**Information given**

━━━━━━━━━━━━━━━━

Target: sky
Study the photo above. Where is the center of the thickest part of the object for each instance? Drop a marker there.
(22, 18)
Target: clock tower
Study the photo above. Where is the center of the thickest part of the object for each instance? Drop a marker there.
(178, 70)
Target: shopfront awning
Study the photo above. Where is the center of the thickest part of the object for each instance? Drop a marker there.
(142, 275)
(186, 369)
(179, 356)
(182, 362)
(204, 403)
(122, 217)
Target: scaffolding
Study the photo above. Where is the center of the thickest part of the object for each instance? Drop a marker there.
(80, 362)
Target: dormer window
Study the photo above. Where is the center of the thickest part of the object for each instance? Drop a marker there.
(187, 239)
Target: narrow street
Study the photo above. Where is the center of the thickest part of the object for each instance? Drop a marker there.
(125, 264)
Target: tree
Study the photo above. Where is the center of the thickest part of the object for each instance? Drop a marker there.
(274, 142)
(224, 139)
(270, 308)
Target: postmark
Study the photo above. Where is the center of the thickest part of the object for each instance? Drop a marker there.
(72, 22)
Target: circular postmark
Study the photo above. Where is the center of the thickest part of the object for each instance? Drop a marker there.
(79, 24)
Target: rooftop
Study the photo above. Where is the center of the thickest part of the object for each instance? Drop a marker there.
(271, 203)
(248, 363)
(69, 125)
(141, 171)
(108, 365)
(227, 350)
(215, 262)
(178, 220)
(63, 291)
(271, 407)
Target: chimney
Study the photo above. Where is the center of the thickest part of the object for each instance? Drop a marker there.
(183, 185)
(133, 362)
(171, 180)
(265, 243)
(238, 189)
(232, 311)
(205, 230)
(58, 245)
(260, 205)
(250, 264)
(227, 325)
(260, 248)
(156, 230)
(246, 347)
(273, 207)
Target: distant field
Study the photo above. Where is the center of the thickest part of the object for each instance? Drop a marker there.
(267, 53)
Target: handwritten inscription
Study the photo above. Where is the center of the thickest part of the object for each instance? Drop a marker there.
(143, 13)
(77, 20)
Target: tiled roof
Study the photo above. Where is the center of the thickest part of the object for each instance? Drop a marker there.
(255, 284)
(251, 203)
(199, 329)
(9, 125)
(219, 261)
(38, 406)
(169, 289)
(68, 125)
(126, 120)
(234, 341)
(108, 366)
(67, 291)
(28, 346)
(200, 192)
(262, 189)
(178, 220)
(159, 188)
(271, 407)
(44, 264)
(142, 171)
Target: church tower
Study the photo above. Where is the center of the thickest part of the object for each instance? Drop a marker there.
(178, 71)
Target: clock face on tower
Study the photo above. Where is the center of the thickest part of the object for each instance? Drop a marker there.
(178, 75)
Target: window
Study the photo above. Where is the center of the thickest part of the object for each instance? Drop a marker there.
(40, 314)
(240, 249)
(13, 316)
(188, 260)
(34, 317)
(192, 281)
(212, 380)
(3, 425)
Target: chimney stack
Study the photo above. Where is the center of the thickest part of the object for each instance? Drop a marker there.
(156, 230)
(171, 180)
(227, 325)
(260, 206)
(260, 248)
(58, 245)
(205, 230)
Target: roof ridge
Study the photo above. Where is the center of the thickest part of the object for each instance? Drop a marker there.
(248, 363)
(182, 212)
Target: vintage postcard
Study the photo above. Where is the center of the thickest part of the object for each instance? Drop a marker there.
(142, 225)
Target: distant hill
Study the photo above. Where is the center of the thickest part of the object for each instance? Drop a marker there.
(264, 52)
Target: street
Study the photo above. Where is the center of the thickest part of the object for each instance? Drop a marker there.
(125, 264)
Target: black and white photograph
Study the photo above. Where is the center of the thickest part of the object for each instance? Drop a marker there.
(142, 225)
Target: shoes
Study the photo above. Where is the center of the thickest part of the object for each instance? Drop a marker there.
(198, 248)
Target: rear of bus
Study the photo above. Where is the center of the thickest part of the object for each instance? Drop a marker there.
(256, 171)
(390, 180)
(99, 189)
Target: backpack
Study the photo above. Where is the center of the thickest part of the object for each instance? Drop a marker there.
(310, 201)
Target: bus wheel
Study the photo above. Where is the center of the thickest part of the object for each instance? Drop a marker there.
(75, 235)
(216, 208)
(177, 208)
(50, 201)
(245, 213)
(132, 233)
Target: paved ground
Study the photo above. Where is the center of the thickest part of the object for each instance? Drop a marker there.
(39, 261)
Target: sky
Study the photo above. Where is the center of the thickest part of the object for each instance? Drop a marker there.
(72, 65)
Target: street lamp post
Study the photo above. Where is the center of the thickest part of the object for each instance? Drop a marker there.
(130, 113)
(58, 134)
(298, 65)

━━━━━━━━━━━━━━━━

Print all of the data exactly as it was given.

**Solution to this task**
Target: sky
Study the photo above. Where is the center of the thickest part of the object for each instance? Drop a marker there.
(22, 18)
Target: clock tower
Study the photo above. Where is the center of the thickest part of the object for each instance? Drop a marker there.
(178, 70)
Target: shopfront awning
Study the photo above. Where is the center of the thickest part of the object for each instance? Drop a marker there.
(142, 275)
(186, 369)
(179, 356)
(182, 362)
(204, 403)
(122, 217)
Target: scaffolding
Study the photo above. Where is the center of the thickest part of the object for each instance? Drop a marker there.
(80, 362)
Target: dormer window
Study the photo above. Where is the center of the thickest part of the object for each instance? Drop a marker there.
(187, 239)
Target: narrow street
Study the photo above. Where is the center of the thickest part of the object for each instance? Drop a marker there.
(125, 264)
Target: tree
Study the photo above. Where is the center of the thickest part of the object for each instance? Drop a marker there.
(274, 142)
(224, 139)
(270, 308)
Target: postmark
Study the photo above. Where is the center of the thickest part of the object for each instance? Drop a marker there.
(72, 22)
Target: circular postmark
Study the photo above. Where is the center of the thickest part of the object for each instance? Drop a marker there.
(79, 24)
Target: rooftop
Study the photo above. Where is the center of the thickest part of the object for each instance? Drop a marker there.
(271, 203)
(248, 363)
(69, 125)
(141, 171)
(108, 365)
(227, 350)
(215, 262)
(178, 220)
(63, 291)
(271, 407)
Target: chimney
Study the photo above. Where is the center of the thickest part of the object for each instance? Drop a marker there.
(183, 185)
(133, 362)
(171, 180)
(265, 243)
(238, 189)
(232, 311)
(205, 230)
(58, 245)
(260, 205)
(250, 264)
(227, 325)
(260, 248)
(156, 230)
(246, 347)
(273, 207)
Target: distant field
Study the photo above. Where is the center of the thickest part of the object for each instance? Drop a marker there.
(267, 53)
Target: handwritten inscription
Study the photo above. Where is the center of the thickest part of the object for each instance? Drop a marker there.
(143, 13)
(77, 20)
Target: tiled roof
Study the photo above. Where is the center of the thickest part of the object for each instance? Drop a marker there.
(255, 284)
(251, 203)
(199, 329)
(9, 125)
(219, 261)
(38, 406)
(169, 289)
(68, 125)
(126, 120)
(234, 341)
(108, 366)
(67, 291)
(28, 346)
(200, 192)
(262, 189)
(178, 220)
(159, 188)
(271, 407)
(44, 264)
(142, 171)
Target: church tower
Study the photo above. Where is the center of the thickest part of the object for each instance? Drop a marker there.
(178, 71)
Target: clock face on tower
Study the photo above. Where is the center of the thickest part of the object for each instance? Drop a marker there.
(178, 75)
Target: window
Study the photo above. Where is the center of the thickest part of the object for each instance? Drop a marker there.
(40, 314)
(240, 249)
(13, 316)
(188, 260)
(34, 317)
(192, 281)
(212, 380)
(3, 425)
Target: chimney stack
Study the photo above. Where is the center of the thickest part of the object for each instance? Drop a marker there.
(156, 230)
(171, 180)
(227, 325)
(260, 206)
(260, 248)
(58, 245)
(205, 230)
Target: roof ridge
Study the photo above. Where is the center of the thickest part of the object for each instance? Drop a marker there.
(248, 363)
(182, 212)
Target: vintage postcard
Study the photo above. Where is the center of the thickest part of the object for each instance? Drop a marker there.
(142, 225)
Target: distant hill
Study the photo above. Where is the center of the thickest part of the object for each instance? Drop a marker there.
(264, 52)
Target: street
Study the photo above. Where is the center of the thickest part of the object for each instance? Drop a marker there.
(125, 264)
Target: black and white photograph
Study the photo above. Where is the center of the thickest part of the object for each instance? Drop a marker there.
(142, 225)
Target: shoes
Study the photo above. Where is the center of the thickest part of the object for each instance? Drop a marker there.
(198, 248)
Target: rear of bus
Study the photo above. Where is the center of the thickest part of the object for each instance? Drop a marker there.
(256, 171)
(390, 180)
(99, 189)
Target: backpack
Study the photo above. Where is the center of the thickest part of the object for each instance? Drop a marker there.
(310, 201)
Target: bus wheel
Study the photo above. Where is the center of the thickest part of the object for each instance? Drop a marker there.
(75, 235)
(216, 208)
(177, 208)
(50, 201)
(245, 213)
(132, 233)
Target: paved ground
Study the photo above. Where is the center of the thickest part of the object for each instance? Drop a marker there.
(39, 261)
Target: sky
Study the photo above. Where is the center of the thickest part of the object for each instance? Drop a marker there.
(72, 65)
Target: street lamp post
Study the photo above. Where is the center of the thickest part of the object for each instance? Drop a marker there.
(130, 113)
(58, 134)
(298, 65)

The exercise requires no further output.